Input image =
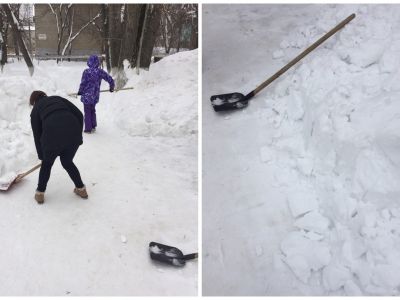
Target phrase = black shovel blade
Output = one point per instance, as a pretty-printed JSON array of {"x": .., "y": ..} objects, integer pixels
[
  {"x": 166, "y": 254},
  {"x": 231, "y": 101}
]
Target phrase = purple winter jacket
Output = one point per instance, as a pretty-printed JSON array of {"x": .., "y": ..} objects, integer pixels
[{"x": 89, "y": 88}]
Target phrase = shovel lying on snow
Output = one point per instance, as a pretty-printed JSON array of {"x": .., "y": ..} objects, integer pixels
[
  {"x": 169, "y": 255},
  {"x": 234, "y": 101},
  {"x": 102, "y": 91},
  {"x": 6, "y": 186}
]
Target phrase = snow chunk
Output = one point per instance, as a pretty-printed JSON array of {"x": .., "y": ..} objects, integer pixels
[
  {"x": 302, "y": 202},
  {"x": 313, "y": 221},
  {"x": 335, "y": 276},
  {"x": 278, "y": 54},
  {"x": 304, "y": 255}
]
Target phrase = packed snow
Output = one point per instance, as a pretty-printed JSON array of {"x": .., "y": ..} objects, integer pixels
[
  {"x": 140, "y": 169},
  {"x": 310, "y": 170}
]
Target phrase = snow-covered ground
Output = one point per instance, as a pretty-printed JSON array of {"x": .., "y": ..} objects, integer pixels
[
  {"x": 301, "y": 189},
  {"x": 140, "y": 168}
]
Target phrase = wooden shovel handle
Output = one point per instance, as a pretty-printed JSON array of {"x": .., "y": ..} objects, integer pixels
[
  {"x": 22, "y": 175},
  {"x": 190, "y": 256},
  {"x": 302, "y": 55}
]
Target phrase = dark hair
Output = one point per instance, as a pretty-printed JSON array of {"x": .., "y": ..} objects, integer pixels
[{"x": 35, "y": 97}]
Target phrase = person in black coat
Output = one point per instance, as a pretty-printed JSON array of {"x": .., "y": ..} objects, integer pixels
[{"x": 57, "y": 127}]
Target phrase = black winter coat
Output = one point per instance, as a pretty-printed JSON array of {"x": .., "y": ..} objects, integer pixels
[{"x": 56, "y": 124}]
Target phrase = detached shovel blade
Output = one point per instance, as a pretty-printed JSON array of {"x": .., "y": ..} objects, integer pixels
[
  {"x": 169, "y": 255},
  {"x": 231, "y": 101}
]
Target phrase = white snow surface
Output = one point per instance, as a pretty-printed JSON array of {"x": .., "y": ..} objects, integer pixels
[
  {"x": 310, "y": 170},
  {"x": 140, "y": 169}
]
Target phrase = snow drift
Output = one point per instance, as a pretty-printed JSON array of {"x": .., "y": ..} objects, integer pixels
[
  {"x": 338, "y": 113},
  {"x": 164, "y": 101}
]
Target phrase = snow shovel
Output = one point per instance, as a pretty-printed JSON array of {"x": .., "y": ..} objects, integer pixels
[
  {"x": 169, "y": 255},
  {"x": 234, "y": 101},
  {"x": 102, "y": 91},
  {"x": 6, "y": 186}
]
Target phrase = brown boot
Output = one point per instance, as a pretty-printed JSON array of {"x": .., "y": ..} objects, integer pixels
[
  {"x": 39, "y": 197},
  {"x": 81, "y": 192}
]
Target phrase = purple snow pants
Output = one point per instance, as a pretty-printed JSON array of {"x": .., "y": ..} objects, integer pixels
[{"x": 90, "y": 117}]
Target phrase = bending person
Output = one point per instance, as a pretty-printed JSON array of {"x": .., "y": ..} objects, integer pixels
[{"x": 57, "y": 130}]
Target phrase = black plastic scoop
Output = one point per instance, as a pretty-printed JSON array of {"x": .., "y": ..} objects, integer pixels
[
  {"x": 235, "y": 101},
  {"x": 169, "y": 255}
]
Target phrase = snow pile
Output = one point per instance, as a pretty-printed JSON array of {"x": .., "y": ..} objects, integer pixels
[
  {"x": 164, "y": 99},
  {"x": 337, "y": 114}
]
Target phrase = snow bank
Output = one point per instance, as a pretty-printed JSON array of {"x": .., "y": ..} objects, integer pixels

# # #

(Directions for this task): Write out the data word for word, with every picture dropped.

(Result of this task):
Input image =
Target phrase = black shovel blade
Output = one point per instance, as a pretty-printed JSON array of {"x": .., "y": ..} objects, integer pixels
[
  {"x": 166, "y": 254},
  {"x": 231, "y": 101}
]
Target phrase = purple winter jacket
Output = one point per instance, as a pretty-printed JSON array of {"x": .., "y": ..} objects, integer pixels
[{"x": 89, "y": 88}]
Target phrase = shovel lying on snow
Output = one point per instance, as a pretty-printed JSON array of {"x": .., "y": ..} objects, integer pixels
[
  {"x": 169, "y": 255},
  {"x": 234, "y": 101},
  {"x": 102, "y": 91},
  {"x": 6, "y": 186}
]
Target phrase = snow chunk
Output = one point per instance, as a pretty-printed JSON array of {"x": .., "y": ..} objects, integer pixels
[
  {"x": 302, "y": 202},
  {"x": 313, "y": 221},
  {"x": 335, "y": 276},
  {"x": 278, "y": 54},
  {"x": 304, "y": 255}
]
Target phrase = packed snow
Output = one point per instance, as a pretty-printed JSON array of {"x": .., "y": ..} objects, integer pixels
[
  {"x": 140, "y": 169},
  {"x": 310, "y": 170}
]
Target phrase = snow-covered ground
Output = one point per instance, as a pretty-printed JSON array of {"x": .., "y": ..} objects, integer pixels
[
  {"x": 301, "y": 189},
  {"x": 140, "y": 168}
]
Target phrase = wooden shovel handle
Output = one point per instance, as a pretty-printed JSON array of {"x": .., "y": ..} objects, integer pixels
[
  {"x": 22, "y": 175},
  {"x": 190, "y": 256},
  {"x": 302, "y": 55}
]
Target phrase = dark hair
Output = one point per instance, as a pretty-printed JSON array of {"x": .., "y": ..} objects, integer pixels
[{"x": 35, "y": 97}]
Target phrase = person in black coat
Output = one point per instance, as a pretty-printed JSON array of {"x": .., "y": ..} objects, integer pixels
[{"x": 57, "y": 127}]
Target phrase = black winter coat
Output = one point per instance, as a pretty-printed JSON array of {"x": .., "y": ..} objects, integer pixels
[{"x": 56, "y": 124}]
Target phrase = detached shovel blade
Output = one point per instance, as a pretty-printed JSON array of {"x": .., "y": ..} objects, integer pixels
[
  {"x": 169, "y": 255},
  {"x": 231, "y": 101}
]
Target phrase = white snow surface
Output = one point per instance, as a pretty-printed JSON array of {"x": .., "y": ..} objects, integer pixels
[
  {"x": 310, "y": 170},
  {"x": 140, "y": 169}
]
Target phrase = snow drift
Output = one point per instance, as a pretty-printed JSON array of {"x": .., "y": ..} objects, integer pixels
[
  {"x": 338, "y": 113},
  {"x": 164, "y": 101}
]
Target phrase = snow shovel
Output = one point per instance, as a pretty-printed JSON array of {"x": .., "y": ..} objects, integer pixels
[
  {"x": 169, "y": 255},
  {"x": 234, "y": 101},
  {"x": 102, "y": 91},
  {"x": 6, "y": 186}
]
Target phrase = brown boot
Output = one point per instance, as a pretty-printed JSON array of {"x": .., "y": ..} objects, integer pixels
[
  {"x": 39, "y": 197},
  {"x": 81, "y": 192}
]
Target phrase = purple snow pants
Output = one point per instance, as a pretty-printed JSON array of {"x": .., "y": ..} objects, integer pixels
[{"x": 90, "y": 117}]
Target phrase = bending person
Output = one point per instance, as a pretty-printed JSON array of {"x": .., "y": ..} objects, integer pixels
[{"x": 57, "y": 130}]
Target phrase = black plastic scoop
Output = one point per instance, as a pretty-printed JSON array of {"x": .., "y": ..} objects, integer pixels
[
  {"x": 235, "y": 101},
  {"x": 169, "y": 255}
]
Target phrase = snow pile
Output = one point per instance, as a pretty-printed JSON array of {"x": .., "y": ..} objects, integer pixels
[
  {"x": 164, "y": 99},
  {"x": 337, "y": 114}
]
Target phrase = snow bank
Output = one point per instance, as a pretty-printed JSON array of {"x": .., "y": ..} objects, integer pixels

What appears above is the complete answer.